### [Task set]
1/ Read the text about local and sustainable fashion brands below. For each statement, say yes or no depending on whether it agrees with the text, and quote the words from the text that decide it.
(a) Shaina Mote pieces are designed and made in Los Angeles.
(b) Sunja Link uses fabrics sourced from France and Italy.
(c) House Dress garments are made in Vancouver.
2/ Pick up the text about local and sustainable fashion brands where it stops, and keep writing in the same style.

### [Document excerpt]
=== Begin Enclosure ===
Lauren Winter redefines the phrase eco-chic with a line of statement designs crafted out of durable, natural fibers such as linen, hemp, and organic cotton. Each collection is bold with a style that is inspired by the age-old art of origami and the transformative power of shapes and folds.
It can be difficult to come across labels that read “Made in USA” or “Made in Canada”—but not on Garmentory. We have an abundance of brands that design, produce and manufacture everything in the United States or Canada. Local production is sustainable in similar ways as local sourcing. It reduces carbon footprint, provides opportunity for local businesses and creates a community. It’s important to be knowledgeable about where your clothing comes from and see the transparency in the supply chain. Try not to be too overwhelmed with this list of incredible designer producing locally.
This LA designer is the ultimate when it comes to versatile and timeless staples that are wearable yet undeniably modern. Natural, sustainable fabrics such as tencel, rayon, modal, wool and cotton are used to craft each piece. All Shaina Mote pieces are designed and made in Los Angeles.
Sunja Link has been drawing up little creations since the age of seven. With her eponymous women's wear line she is a stickler for quality, dedicated to making clothes that matter and using the best fabrics sourced from Italy and Japan. Plus, each and every piece is cut and sewn in Vancouver.
Katie Goldman Macdonald’s collection House Dress has an effortless feel with a modern and functional aesthetic. The line veers away from fast fashion and trend driven collections by being a part of the slower design movement. All of their garments are designed and made in New York.
And the list goes on:
- Ali Golden
- Beth Richards
- Between Ten
- Black Crane
- Brookes Boswell
- Collina Strada
- David Michael
- Electric Feathers
- Erin Templeton
- Esby Apparel
- First Rite
- Folk Fortune
- Gamma Folk
- Graf Lantz
- Hackwith Design House
- Heidi Merrick
- H Fredrickson
- House of 950
- House Dress
- Ilana Kohn
- Jesse Kamm
- Maria Dora
- Me & Arrow
- Megan Huntz
- Micaela Greg
- Off Season NYC
- Older Brother
- Open Air Museum
- Piece NYC
- Red Wing Shoes
- Sara Barner
- Suzanne Rae
- Scout & Catalogue
- Shaina Mote
- Sunja Link
- Tanner Goods
- Tara 4479
- The Palatines
- The Stowe
- Ursa Minor
Working in a zero waste studio is, well, exactly how it sounds. These designers work hard to either limit the amount of waste they produce or recycle the small amount of waste produced. This method about utilizing every scrap, drop of water, spool of thread, and everything else in between. It’s not only environmentally friendly, but also can save the brands oodles of money and make for some really unique designs. It’s a win win. Below are three of our favorite designers that work in zero waste studios.
=== End Enclosure ===
### [Collected material]
=== Begin Enclosure ===
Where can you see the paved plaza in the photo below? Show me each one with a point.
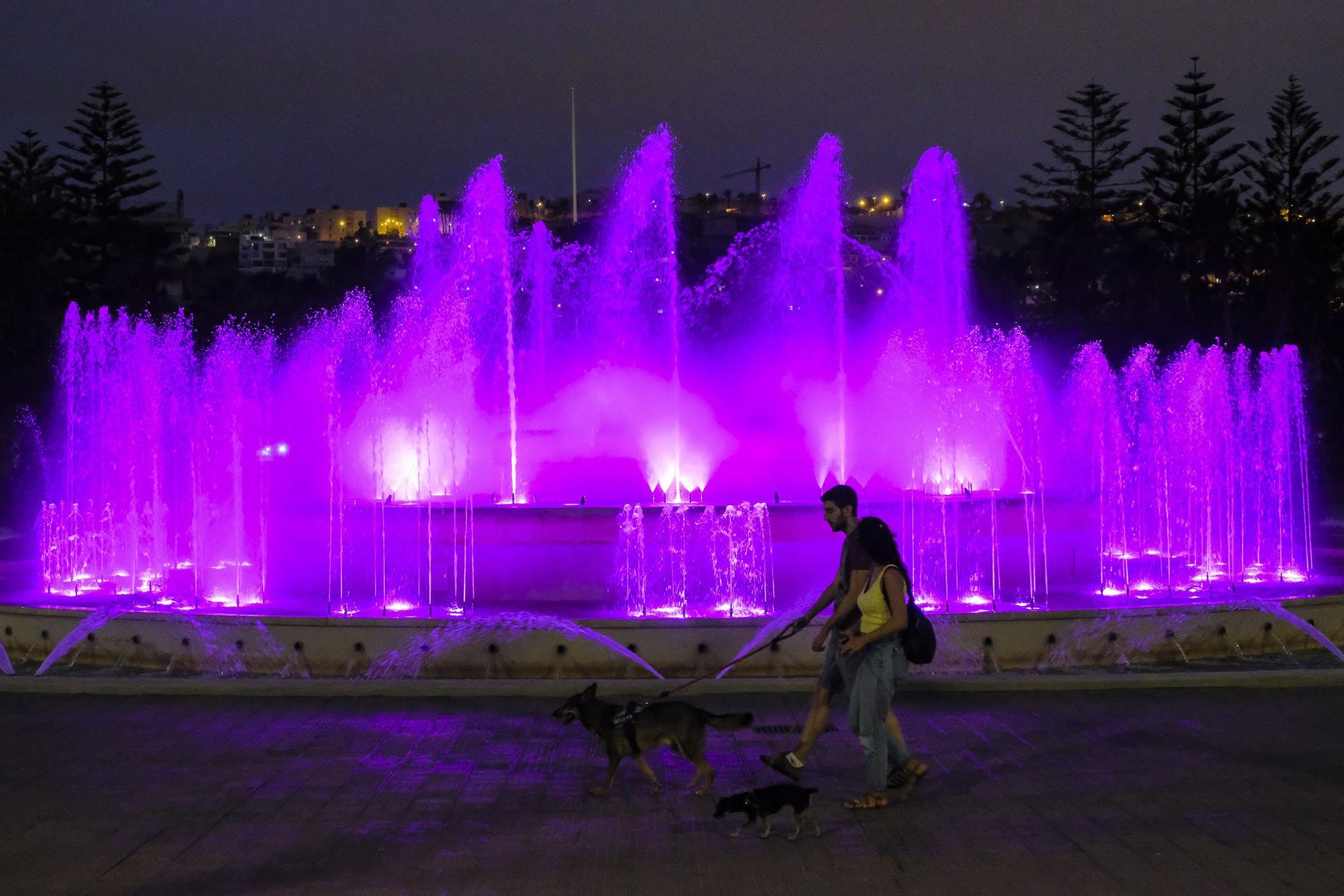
(1122, 792)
=== End Enclosure ===
### [Responses in order]
1/
(a) Yes: "All Shaina Mote pieces are designed and made in Los Angeles."
(b) No: "using the best fabrics sourced from Italy and Japan"
(c) No: "All of their garments are designed and made in New York."

2/
Whether it’s a shag top made of recycled jeans or a ladylike shift dress with raw hems, Portland-based designer Alexa Stark’s women’s wear is every bit as complex as the women she designs for. Working with the Portland Garment Factory, everything is made using minimal waste production with each and every inch of fabric accounted for in a garment or a work of art.
Rather than following the traditional fashion calendar, Laurs Kemp specializes in small-batch capsule collections that are seasonless. Each collection is sewn right in her studio, all screen-printed items are printed locally, and fabric scraps are donated to Gem Text Recycling, making them a zero-waste studio.
This women's wear brand focuses on conceptual design and sustainability. Her line keeps things ethical by producing, cutting and sewing its collection in NYC’s garment district. The collections also feature gorgeous knitwear from Peru and collaborations with artisans from around the world. Her design process works to maintain zero waste from start to finish.